◆ WHAT THIS TASK INVOLVES
Take the line that contains "point: dark green" as the first line and the last line of the material below as the final one; reproduce exactly the lines between, inclusive.

◆ MATERIAL FOR THE TASK
──────────
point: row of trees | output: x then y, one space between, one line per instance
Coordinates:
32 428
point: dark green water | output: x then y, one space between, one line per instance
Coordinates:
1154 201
──────────
◆ WRITTEN RESPONSE
point: dark green water | output: x then y, one space between, one line per instance
Coordinates:
1154 201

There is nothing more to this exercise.